** AIM 1 **
Return the records verbatim, starting at their first line and ending at the line that contains "x=112 y=115".

Unfortunately, that resulted in the chip running out of memory when it got the third iteration of my callsign. With compile time memory usage being up at 260 bytes with this string; then the need for memory for active instructions; and then finally the dynamically allocated memory to store the encoded version of that string; there simply wasn't enough space. Indeed, with my current encoding method, to encode that string required more than 150 bytes and that was more than was available (after the 260 bytes at compile time and active instructions). (Note here, my look-up tables – by manual calculations – require 223 bytes!!)

So, it seems I should do some memory optimisations after all.

Conveniently, I received an email from Owen this morning (VK1OD) informing me that it is possible to encode all Morse characters in 8 bits. So after a bit of pondering I realised this would be possible by just using (for example) 1 for dit and 0 for dah. But seeing it's variable length what do you use for a marker for the start. In trying to figure this out, eventually I decided to be lazy and search the web. That search revealed this:

Seems all I need is to just mark the start of a sequence with a 1:

The format of each Morse character is as follows: Zero or more 0 bits, followed by a single 1 bit, followed by the Morse Code representation of the character in binary, with a 0 indicating a dit and a 1 indicating a dah.

That first "single 1 bit" is what then marks the start.

With this method one can definitely encode all 41 characters in the Koch set plus a good number of prosigns (AR, KN, etc.). As time permits I think I'll look at writing another cw library to implement this. Big memory will be saved – about 75% – and maybe I'll look to see if I bother with an intermediary encoding of the string or not (I have some ideas on how to deal with that to save significant memory.) Maybe it'll fit on an ATtiny13 yet (64 bytes of SRAM, 64 bytes of EEPROM and 1KB of Flash).

While looking at this I also looked at the code for the Freakin Beacon. It seems rather than a look-up table they've gone down the path of a subroutine for every character. This would save on SRAM, but then the code size would be bigger. I may also consider looking at this as another option – should be able to generate the code for this from my current CW library. 😉

CW Beacon Keyer

You might be wondering why activity has been a bit minimal lately. Well, our first child was born almost one month ago now so I’ve been a tad busy. 😉 I’ve got a couple of more things coming up soon, but hopefully activity will resume in the next month or two. 🙂

That said, in the meantime I’m reading and where possibly playing with simpler things.

** AIM 2 **
Retype the passage of the Morse encoding excerpt verbatim, starting at "So, it seems" and ending at "indicating a dah.".

** RECORDS PROVIDED **
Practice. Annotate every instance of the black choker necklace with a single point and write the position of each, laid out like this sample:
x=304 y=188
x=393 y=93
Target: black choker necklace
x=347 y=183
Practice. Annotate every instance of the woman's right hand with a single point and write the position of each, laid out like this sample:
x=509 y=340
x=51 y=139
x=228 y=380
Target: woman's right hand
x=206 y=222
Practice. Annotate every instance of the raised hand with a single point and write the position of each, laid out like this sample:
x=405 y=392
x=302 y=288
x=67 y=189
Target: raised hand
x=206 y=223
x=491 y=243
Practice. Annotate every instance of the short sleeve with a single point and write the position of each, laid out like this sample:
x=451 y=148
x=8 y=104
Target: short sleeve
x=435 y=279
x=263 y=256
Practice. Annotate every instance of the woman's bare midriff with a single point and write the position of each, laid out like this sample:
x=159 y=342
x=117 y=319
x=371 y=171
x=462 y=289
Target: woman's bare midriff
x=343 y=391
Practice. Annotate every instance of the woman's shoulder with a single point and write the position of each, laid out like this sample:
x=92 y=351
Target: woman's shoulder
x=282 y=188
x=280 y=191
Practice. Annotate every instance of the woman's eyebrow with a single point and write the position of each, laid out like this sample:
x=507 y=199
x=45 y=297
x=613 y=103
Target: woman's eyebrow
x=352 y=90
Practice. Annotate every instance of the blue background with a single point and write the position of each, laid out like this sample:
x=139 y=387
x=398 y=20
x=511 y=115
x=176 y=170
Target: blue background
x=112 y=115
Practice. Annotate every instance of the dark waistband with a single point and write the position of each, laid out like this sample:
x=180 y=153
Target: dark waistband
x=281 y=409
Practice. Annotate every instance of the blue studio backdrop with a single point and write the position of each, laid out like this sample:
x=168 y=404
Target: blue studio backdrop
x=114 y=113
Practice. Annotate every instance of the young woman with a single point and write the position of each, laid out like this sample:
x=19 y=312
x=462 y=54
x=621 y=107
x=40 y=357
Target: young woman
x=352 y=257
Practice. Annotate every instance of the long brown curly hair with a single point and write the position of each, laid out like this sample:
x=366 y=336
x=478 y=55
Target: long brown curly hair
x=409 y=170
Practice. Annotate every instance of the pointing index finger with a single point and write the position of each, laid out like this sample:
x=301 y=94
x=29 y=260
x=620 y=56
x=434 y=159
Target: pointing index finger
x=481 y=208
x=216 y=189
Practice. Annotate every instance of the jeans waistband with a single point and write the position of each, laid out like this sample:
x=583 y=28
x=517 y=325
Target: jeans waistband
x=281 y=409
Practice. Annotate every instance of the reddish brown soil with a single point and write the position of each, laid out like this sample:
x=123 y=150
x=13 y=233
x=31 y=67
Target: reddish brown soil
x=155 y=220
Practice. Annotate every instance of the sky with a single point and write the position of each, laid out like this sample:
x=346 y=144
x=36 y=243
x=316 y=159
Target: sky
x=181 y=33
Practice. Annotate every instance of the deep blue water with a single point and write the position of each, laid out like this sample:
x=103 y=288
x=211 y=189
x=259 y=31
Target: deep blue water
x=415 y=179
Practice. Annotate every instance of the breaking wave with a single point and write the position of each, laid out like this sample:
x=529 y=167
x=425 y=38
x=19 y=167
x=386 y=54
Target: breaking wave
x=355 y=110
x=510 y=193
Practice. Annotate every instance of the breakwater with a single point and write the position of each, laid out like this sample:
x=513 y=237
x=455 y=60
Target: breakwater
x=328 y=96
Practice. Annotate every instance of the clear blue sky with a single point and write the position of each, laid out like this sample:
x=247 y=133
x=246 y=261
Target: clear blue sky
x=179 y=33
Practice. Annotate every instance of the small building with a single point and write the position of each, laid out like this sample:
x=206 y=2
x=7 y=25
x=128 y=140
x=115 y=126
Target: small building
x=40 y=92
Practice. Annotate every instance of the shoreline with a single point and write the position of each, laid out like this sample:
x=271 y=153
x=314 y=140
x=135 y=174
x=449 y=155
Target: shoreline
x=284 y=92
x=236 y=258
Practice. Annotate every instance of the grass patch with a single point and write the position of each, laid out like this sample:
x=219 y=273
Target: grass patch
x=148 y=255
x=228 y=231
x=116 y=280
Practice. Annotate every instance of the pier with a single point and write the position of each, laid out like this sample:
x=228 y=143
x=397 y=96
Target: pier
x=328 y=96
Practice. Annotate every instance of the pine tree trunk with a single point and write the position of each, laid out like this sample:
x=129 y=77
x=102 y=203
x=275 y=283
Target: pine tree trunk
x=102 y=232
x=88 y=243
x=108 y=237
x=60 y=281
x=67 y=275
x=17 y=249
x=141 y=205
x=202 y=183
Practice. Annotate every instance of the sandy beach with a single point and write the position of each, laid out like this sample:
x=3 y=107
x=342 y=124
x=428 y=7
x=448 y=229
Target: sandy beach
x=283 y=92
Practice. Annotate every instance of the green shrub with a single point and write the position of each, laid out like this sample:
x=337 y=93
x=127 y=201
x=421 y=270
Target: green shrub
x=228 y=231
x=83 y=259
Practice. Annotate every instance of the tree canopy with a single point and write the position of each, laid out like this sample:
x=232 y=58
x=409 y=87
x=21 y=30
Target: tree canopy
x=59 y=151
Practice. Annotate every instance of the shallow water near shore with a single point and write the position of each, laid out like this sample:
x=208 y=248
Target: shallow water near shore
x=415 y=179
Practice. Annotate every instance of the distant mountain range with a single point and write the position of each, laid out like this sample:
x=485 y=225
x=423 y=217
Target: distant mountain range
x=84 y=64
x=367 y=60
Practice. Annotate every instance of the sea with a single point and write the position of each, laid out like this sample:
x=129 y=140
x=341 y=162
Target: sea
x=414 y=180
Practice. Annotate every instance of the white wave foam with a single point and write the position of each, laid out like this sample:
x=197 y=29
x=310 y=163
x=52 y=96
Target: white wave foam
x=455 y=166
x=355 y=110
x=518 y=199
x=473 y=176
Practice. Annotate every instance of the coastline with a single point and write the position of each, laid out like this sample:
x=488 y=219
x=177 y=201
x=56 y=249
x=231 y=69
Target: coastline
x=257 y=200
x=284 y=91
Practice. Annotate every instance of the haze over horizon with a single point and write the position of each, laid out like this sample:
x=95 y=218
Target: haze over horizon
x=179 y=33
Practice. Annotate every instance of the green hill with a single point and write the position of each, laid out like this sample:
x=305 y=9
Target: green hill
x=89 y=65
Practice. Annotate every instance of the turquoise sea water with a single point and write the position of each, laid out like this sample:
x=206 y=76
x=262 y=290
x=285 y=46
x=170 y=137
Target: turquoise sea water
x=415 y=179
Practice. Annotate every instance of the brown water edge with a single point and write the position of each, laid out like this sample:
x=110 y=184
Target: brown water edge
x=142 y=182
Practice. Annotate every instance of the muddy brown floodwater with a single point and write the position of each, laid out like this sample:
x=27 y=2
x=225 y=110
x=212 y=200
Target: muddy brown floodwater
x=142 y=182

** PROBLEM SOLUTION 1 **
Practice. Annotate every instance of the black choker necklace with a single point and write the position of each, laid out like this sample:
x=304 y=188
x=393 y=93
Target: black choker necklace
x=347 y=183
Practice. Annotate every instance of the woman's right hand with a single point and write the position of each, laid out like this sample:
x=509 y=340
x=51 y=139
x=228 y=380
Target: woman's right hand
x=206 y=222
Practice. Annotate every instance of the raised hand with a single point and write the position of each, laid out like this sample:
x=405 y=392
x=302 y=288
x=67 y=189
Target: raised hand
x=206 y=223
x=491 y=243
Practice. Annotate every instance of the short sleeve with a single point and write the position of each, laid out like this sample:
x=451 y=148
x=8 y=104
Target: short sleeve
x=435 y=279
x=263 y=256
Practice. Annotate every instance of the woman's bare midriff with a single point and write the position of each, laid out like this sample:
x=159 y=342
x=117 y=319
x=371 y=171
x=462 y=289
Target: woman's bare midriff
x=343 y=391
Practice. Annotate every instance of the woman's shoulder with a single point and write the position of each, laid out like this sample:
x=92 y=351
Target: woman's shoulder
x=282 y=188
x=280 y=191
Practice. Annotate every instance of the woman's eyebrow with a single point and write the position of each, laid out like this sample:
x=507 y=199
x=45 y=297
x=613 y=103
Target: woman's eyebrow
x=352 y=90
Practice. Annotate every instance of the blue background with a single point and write the position of each, laid out like this sample:
x=139 y=387
x=398 y=20
x=511 y=115
x=176 y=170
Target: blue background
x=112 y=115

** PROBLEM SOLUTION 2 **
So, it seems I should do some memory optimisations after all.

Conveniently, I received an email from Owen this morning (VK1OD) informing me that it is possible to encode all Morse characters in 8 bits. So after a bit of pondering I realised this would be possible by just using (for example) 1 for dit and 0 for dah. But seeing it's variable length what do you use for a marker for the start. In trying to figure this out, eventually I decided to be lazy and search the web. That search revealed this:

Seems all I need is to just mark the start of a sequence with a 1:

The format of each Morse character is as follows: Zero or more 0 bits, followed by a single 1 bit, followed by the Morse Code representation of the character in binary, with a 0 indicating a dit and a 1 indicating a dah.